• _Stated problem_: The entries below are to be repeated exactly as they stand.

------------------------------

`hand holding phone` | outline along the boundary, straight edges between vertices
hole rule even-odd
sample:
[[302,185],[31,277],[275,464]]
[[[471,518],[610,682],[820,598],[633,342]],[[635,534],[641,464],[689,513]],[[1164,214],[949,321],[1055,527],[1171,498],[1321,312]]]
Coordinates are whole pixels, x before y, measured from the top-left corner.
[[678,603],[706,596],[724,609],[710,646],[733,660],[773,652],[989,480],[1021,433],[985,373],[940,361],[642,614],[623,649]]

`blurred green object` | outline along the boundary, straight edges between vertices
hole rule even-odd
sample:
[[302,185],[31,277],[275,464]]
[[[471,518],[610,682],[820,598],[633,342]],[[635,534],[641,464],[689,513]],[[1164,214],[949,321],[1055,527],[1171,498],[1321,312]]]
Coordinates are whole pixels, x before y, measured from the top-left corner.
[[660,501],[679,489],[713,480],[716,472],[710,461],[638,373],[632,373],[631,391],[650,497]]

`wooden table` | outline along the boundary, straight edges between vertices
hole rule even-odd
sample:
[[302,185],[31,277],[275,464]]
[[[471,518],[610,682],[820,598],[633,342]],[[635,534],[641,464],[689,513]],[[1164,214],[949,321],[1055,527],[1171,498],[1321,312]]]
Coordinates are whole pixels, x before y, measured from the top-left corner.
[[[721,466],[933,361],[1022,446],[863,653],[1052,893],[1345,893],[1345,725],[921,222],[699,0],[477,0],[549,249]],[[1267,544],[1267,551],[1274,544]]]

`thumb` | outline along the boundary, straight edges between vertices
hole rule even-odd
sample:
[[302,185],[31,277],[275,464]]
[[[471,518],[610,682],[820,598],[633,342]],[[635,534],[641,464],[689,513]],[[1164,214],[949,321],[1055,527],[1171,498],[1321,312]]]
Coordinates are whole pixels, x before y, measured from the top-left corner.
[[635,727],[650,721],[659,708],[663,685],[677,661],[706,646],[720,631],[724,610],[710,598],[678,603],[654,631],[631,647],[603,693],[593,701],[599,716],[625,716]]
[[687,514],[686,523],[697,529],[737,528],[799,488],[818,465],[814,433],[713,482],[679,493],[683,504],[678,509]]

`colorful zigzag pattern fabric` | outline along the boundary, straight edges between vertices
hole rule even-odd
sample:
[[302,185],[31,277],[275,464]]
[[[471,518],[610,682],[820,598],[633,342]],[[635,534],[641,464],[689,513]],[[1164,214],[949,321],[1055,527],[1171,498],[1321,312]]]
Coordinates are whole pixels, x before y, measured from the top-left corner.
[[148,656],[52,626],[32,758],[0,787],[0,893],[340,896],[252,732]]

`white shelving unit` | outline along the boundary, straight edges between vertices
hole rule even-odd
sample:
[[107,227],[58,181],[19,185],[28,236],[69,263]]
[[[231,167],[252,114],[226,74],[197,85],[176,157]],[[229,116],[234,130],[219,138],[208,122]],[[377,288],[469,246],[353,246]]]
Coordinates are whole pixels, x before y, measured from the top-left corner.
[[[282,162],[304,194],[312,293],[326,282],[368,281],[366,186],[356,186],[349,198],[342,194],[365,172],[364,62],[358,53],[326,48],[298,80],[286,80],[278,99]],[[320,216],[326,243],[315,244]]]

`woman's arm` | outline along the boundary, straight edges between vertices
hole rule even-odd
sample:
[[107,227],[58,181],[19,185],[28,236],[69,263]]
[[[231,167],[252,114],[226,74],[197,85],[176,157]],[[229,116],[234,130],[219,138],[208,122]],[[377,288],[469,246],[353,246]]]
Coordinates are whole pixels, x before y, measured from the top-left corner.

------------------------------

• _Written answer_:
`hand holding phone` | outline along the boundary, straight edges between vertices
hole rule even-odd
sample:
[[302,185],[31,277],[275,464]]
[[[471,518],[610,682],[820,598],[633,342]],[[635,534],[641,464],[689,513]],[[1164,214],[949,321],[1055,527],[1171,498],[1321,312]]]
Coordinates are whole pixels, x before y, measured from the top-left corner.
[[678,603],[706,596],[724,609],[710,646],[733,660],[773,652],[989,480],[1021,433],[985,373],[940,361],[642,614],[623,649]]

`blurred green object` | outline along the boundary, straight edges between vertices
hole rule even-odd
sample:
[[302,185],[31,277],[275,464]]
[[[471,518],[610,682],[820,598],[633,342]],[[635,534],[641,464],[689,513]],[[1164,214],[949,321],[1055,527],[1171,498],[1321,312]]]
Coordinates are whole pixels, x before y, measured from the top-left corner.
[[660,501],[679,489],[713,480],[716,472],[710,461],[638,373],[632,373],[631,391],[650,497]]

`wooden table` | outline along the boundary, straight edges between vertices
hole rule even-odd
sample:
[[302,185],[31,277],[275,464]]
[[[471,518],[610,682],[820,598],[633,342]],[[635,534],[641,464],[689,513]],[[1164,214],[949,321],[1055,527],[1171,498],[1321,312]]]
Coordinates are whole pixels, x before y, measured from the top-left corner.
[[[721,466],[933,361],[1022,446],[863,653],[1052,893],[1345,893],[1345,725],[921,222],[699,0],[477,0],[549,249]],[[1267,544],[1267,551],[1274,544]]]

`thumb` | outline along the boundary, straight edges between vertices
hole rule even-odd
sample:
[[302,185],[31,277],[275,464]]
[[[471,518],[610,682],[820,598],[633,342]],[[635,534],[641,464],[689,513]],[[1164,214],[949,321],[1055,527],[1171,498],[1321,312]]]
Coordinates are whole pixels, x before y, measured from the top-left corner.
[[635,727],[650,721],[659,708],[663,685],[677,661],[706,646],[720,631],[724,610],[710,598],[678,603],[654,631],[631,647],[603,693],[593,701],[599,716],[625,716]]
[[687,514],[686,523],[697,529],[737,528],[799,488],[818,465],[814,433],[713,482],[679,493],[683,504],[678,509]]

`colorful zigzag pattern fabric` | outline along the boundary, straight edges between vertices
hole rule even-odd
sample:
[[302,185],[31,277],[275,464]]
[[[471,518],[610,682],[820,598],[633,342]],[[635,534],[641,464],[689,513]],[[1164,214],[949,321],[1055,527],[1171,498],[1321,312]]]
Coordinates are whole pixels, x before y, measured from the top-left corner.
[[148,656],[52,626],[32,758],[0,787],[0,893],[340,896],[252,732]]

`white shelving unit` | outline along the boundary, straight edges between vertices
hole rule even-odd
sample:
[[107,227],[58,181],[19,185],[28,236],[69,263]]
[[[231,167],[252,114],[226,74],[197,85],[176,157]],[[229,116],[234,130],[219,138],[208,122]],[[377,288],[469,246],[353,246]]]
Coordinates are whole pixels, x before y, measured from the top-left corner.
[[[282,162],[304,194],[312,293],[326,282],[368,281],[366,186],[356,186],[349,198],[342,194],[365,172],[364,62],[358,53],[326,48],[298,80],[286,80],[278,99]],[[320,216],[326,243],[315,244]]]

`woman's arm` | outline along the boundary, straight edges between vertices
hole rule even-odd
sample:
[[107,227],[58,181],[19,185],[28,236],[69,263]]
[[[231,167],[252,114],[226,74],[197,85],[176,157]],[[229,116],[234,130],[219,138],[208,122]],[[377,288],[469,246],[353,246]]]
Coordinates are whole pixels, x before y, measured from the top-left corner.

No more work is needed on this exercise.